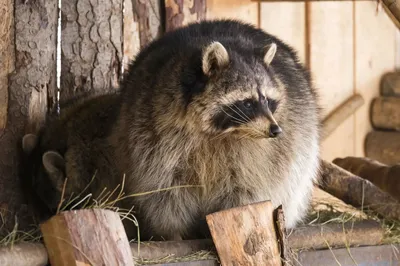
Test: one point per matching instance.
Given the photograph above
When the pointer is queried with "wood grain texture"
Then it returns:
(86, 237)
(179, 13)
(340, 114)
(385, 113)
(131, 42)
(31, 86)
(390, 83)
(375, 39)
(287, 22)
(91, 46)
(331, 63)
(245, 235)
(148, 16)
(243, 10)
(357, 191)
(381, 175)
(6, 56)
(383, 146)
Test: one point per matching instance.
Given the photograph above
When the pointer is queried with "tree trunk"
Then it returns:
(179, 13)
(383, 146)
(390, 84)
(86, 237)
(385, 113)
(148, 15)
(91, 46)
(31, 88)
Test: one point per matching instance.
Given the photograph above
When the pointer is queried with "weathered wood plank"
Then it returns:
(86, 237)
(179, 13)
(31, 86)
(245, 235)
(91, 46)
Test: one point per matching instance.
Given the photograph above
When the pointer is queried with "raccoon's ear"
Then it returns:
(214, 58)
(29, 142)
(270, 54)
(53, 163)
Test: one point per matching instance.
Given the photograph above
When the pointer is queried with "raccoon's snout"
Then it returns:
(274, 130)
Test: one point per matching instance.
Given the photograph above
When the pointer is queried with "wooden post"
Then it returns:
(383, 176)
(357, 191)
(86, 237)
(385, 113)
(390, 84)
(340, 114)
(32, 34)
(180, 13)
(91, 46)
(383, 146)
(246, 235)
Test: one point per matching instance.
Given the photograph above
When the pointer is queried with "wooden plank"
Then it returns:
(245, 235)
(31, 84)
(287, 22)
(91, 46)
(86, 237)
(6, 56)
(375, 39)
(331, 63)
(358, 256)
(244, 10)
(179, 13)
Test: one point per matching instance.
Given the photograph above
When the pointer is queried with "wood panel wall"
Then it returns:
(347, 45)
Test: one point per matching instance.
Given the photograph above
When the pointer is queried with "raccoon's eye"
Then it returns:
(248, 104)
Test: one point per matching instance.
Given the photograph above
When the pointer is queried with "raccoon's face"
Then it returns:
(241, 98)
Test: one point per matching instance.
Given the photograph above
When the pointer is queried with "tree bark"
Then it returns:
(148, 15)
(383, 146)
(383, 176)
(357, 191)
(31, 89)
(86, 237)
(91, 46)
(385, 113)
(245, 235)
(390, 84)
(179, 13)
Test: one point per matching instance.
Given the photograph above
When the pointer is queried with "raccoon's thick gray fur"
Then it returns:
(218, 104)
(204, 105)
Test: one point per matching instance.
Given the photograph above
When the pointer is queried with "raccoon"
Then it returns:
(72, 145)
(223, 105)
(211, 116)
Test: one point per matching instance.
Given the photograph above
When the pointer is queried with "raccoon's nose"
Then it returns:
(274, 130)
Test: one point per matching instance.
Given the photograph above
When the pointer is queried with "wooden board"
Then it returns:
(244, 10)
(331, 62)
(287, 22)
(375, 39)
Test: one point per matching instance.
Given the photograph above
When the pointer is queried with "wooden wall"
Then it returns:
(348, 46)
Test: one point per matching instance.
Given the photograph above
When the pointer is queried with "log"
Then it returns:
(385, 113)
(179, 13)
(340, 114)
(91, 47)
(381, 175)
(31, 87)
(6, 56)
(357, 191)
(86, 237)
(245, 235)
(383, 146)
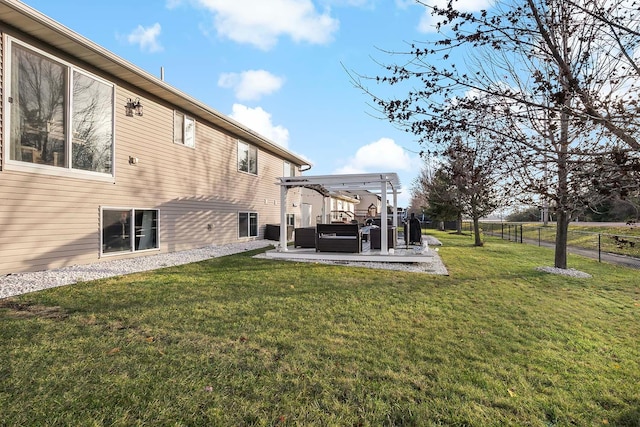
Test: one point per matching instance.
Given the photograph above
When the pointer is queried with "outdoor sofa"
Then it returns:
(338, 238)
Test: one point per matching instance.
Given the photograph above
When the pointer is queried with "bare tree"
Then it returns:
(559, 94)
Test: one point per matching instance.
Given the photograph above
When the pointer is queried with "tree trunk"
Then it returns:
(476, 231)
(562, 217)
(562, 231)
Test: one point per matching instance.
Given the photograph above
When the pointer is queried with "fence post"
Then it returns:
(599, 248)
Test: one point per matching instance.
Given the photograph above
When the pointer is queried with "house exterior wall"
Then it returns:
(50, 219)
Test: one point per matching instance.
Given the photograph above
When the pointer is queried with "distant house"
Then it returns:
(101, 160)
(318, 209)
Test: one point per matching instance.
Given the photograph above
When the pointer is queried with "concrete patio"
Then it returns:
(413, 258)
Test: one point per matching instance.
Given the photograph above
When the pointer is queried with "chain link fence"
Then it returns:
(617, 248)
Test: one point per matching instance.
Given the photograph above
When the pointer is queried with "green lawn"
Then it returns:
(239, 341)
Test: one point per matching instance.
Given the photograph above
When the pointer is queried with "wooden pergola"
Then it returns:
(383, 184)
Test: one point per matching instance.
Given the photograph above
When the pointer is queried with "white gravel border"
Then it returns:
(22, 283)
(565, 272)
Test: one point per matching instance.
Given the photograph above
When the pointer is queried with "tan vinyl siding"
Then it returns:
(49, 221)
(1, 98)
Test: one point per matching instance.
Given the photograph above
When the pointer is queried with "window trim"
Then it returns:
(249, 147)
(185, 117)
(288, 169)
(248, 213)
(132, 212)
(67, 170)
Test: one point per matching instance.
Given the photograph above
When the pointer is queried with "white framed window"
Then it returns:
(184, 129)
(60, 117)
(291, 219)
(247, 158)
(247, 224)
(129, 230)
(288, 169)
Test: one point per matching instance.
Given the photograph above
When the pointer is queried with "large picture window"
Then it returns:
(247, 224)
(60, 116)
(184, 129)
(247, 158)
(129, 230)
(288, 169)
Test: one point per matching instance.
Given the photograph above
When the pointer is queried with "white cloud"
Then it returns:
(260, 23)
(147, 38)
(428, 22)
(172, 4)
(383, 155)
(259, 121)
(251, 85)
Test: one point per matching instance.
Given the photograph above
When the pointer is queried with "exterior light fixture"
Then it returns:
(133, 107)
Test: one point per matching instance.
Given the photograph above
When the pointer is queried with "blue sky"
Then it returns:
(274, 65)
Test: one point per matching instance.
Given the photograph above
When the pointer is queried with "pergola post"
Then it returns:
(384, 232)
(395, 208)
(283, 218)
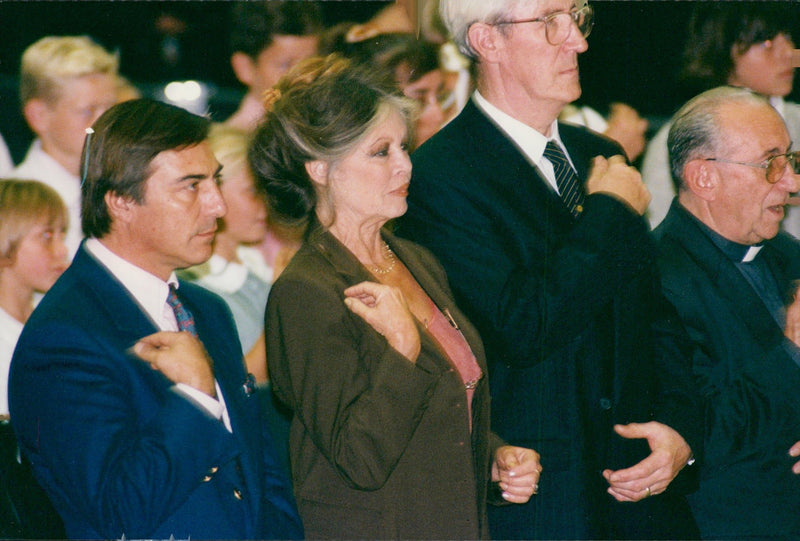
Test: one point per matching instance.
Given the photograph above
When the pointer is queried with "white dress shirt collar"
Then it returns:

------------------------------------------------------------

Problem requirements:
Check each line of the entries above, and show every one holding the word "post".

Your solution:
When the pointer is queried with "wooden post"
When the pointer is queried with "fence post"
When the pointer is queried with "pergola post"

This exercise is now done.